- Supplied text:
----------------------------------------
By the equation N=120*f/P, you can determine the third variable if you know the other two variables. Assuming you’re talking about line voltage in the United States, f will always be 60. Therefore the N/P relationship will always be equal to 60*120=7200.
Okay, car stuff now. #2 is my gift to you. I got into a conversation with my little brother (He has a PhD in Astrophysics. No bullshit.) and he was trying to complain about how “inefficient” American cars (Cadillac CTS-V with the LS6 5.7L 400 hp Corvette V-8) were compared to Euro porn-stars like Ferrari 612 (5.7L V-12 530 hp). He said something like “Dang the Americans, why can’t they make a 5.7 liter motor with more than 400 hp if Ferrari can make one with over 500 hp?”
(Hey, I could have given you the picture of the CTS. Booooring)
He was missing a fundamental relationship between displacement and horsepower: torque. It goes like this (queue the Geek).
Horsepower is (always) the rate at which torque is “generated”, governed by the equation HP = Tq*RPM/5252. Any engine, whether electric, Diesel, or gasoline, makes a given horsepower at a certain engine RPM based on the torque at that RPM, divided by a constant. That’s it.
The Cadillac peak HP is generated at a lower RPM than the Ferrari (400 hp at 6,000 rpm vs 530 hp at 7,250 rpm). The torque of the two motors is remarkably similar: 395 ft-lb at 4,800 rpm for the Cadillac and 434 ft-lbs at 5,250 for the Ferrari, a difference of only 40 ft-lbs, not the same magnitude of the 130 hp difference. Yes there are probably deficiencies in the American design, but the difference could easily also be attributed to differing methods of measurement, manufacturer over/understatement, etc.
How can YOU, the wide-eyed consumer, be prepared to properly evaluate engine horsepower and torque? Is there a convenient rule of thumb you can use to impress your friends when one says he just got a new Corvette and you don’t remember the HP figures from the brochure? Yes. Try the “rule of 72” that I’m inventing. It works like this: engine displacement in liters, D, times 72 equal torque Tq, or D*72=Tq. Let’s try it. Ferrari 612 had a D of 5.7. Multiply by 72 and you get Tq equal to 410 ft-lbs. They claim 434, so we’re within 5-6% of MFG stated torque. Cadillac says 395, so our estimate is 4% high (395 vs 410). Overall you’re VERY close to the actual (crank) torque of the engine. With that ballpark, you can ask intelligent questions like “at what rpm is peak horsepower generated?”, and you throw that RPM back into the first equation, and viola, you have a musical instrument.
(Unrelated musical instrument)
----------------------------------------
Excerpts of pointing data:

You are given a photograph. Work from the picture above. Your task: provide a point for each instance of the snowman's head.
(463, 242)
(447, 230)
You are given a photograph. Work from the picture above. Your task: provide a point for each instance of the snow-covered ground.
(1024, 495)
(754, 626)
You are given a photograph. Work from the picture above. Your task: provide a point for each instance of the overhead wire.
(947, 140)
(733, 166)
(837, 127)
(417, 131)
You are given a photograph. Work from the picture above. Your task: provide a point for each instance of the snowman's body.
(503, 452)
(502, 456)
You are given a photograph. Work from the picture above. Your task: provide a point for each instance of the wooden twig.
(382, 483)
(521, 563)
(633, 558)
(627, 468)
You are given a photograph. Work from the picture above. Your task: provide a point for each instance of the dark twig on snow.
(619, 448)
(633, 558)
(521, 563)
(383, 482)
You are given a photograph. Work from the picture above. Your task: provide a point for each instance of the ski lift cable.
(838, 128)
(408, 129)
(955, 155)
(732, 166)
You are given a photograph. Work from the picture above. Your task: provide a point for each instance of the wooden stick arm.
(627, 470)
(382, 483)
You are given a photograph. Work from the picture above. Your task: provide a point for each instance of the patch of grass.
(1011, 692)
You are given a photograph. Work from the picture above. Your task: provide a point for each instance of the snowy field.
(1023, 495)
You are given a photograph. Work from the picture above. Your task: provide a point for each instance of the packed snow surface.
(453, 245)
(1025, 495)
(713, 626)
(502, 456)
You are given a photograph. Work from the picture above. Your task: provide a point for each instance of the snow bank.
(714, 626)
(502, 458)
----------------------------------------
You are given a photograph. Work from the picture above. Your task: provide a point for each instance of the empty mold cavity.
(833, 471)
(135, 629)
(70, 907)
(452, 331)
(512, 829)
----------------------------------------
- The task:
Reproduce the part of the engine text starting with "He was missing" and going on through "constant. That’s it.".

- Exercise result:
He was missing a fundamental relationship between displacement and horsepower: torque. It goes like this (queue the Geek).
Horsepower is (always) the rate at which torque is “generated”, governed by the equation HP = Tq*RPM/5252. Any engine, whether electric, Diesel, or gasoline, makes a given horsepower at a certain engine RPM based on the torque at that RPM, divided by a constant. That’s it.